** START Task material **

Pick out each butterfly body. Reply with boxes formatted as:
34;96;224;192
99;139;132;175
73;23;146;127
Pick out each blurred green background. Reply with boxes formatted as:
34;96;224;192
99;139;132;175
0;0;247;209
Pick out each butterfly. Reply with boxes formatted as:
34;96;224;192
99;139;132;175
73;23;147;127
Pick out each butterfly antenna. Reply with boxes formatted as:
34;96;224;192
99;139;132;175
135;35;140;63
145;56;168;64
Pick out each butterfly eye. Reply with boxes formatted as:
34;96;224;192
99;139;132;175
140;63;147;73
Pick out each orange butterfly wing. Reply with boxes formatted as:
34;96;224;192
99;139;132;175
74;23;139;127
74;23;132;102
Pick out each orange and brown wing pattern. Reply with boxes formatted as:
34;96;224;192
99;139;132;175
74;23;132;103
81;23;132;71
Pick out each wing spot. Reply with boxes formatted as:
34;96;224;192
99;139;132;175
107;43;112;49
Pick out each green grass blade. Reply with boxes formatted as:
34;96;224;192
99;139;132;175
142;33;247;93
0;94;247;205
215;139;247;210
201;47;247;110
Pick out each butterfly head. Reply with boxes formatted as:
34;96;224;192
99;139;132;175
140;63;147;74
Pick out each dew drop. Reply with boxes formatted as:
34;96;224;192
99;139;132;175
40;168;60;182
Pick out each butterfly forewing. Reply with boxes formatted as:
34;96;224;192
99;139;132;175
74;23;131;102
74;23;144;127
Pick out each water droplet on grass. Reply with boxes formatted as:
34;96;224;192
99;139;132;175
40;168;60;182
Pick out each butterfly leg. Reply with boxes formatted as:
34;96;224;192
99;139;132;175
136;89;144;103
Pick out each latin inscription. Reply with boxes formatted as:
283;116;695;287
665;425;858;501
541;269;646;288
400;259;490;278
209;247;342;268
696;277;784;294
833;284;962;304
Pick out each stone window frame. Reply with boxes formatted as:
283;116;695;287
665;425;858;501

** END Task material **

* [Exercise brief]:
How many lines in the records above contain the word "green"? Reply with the number alone.

* [Written answer]:
2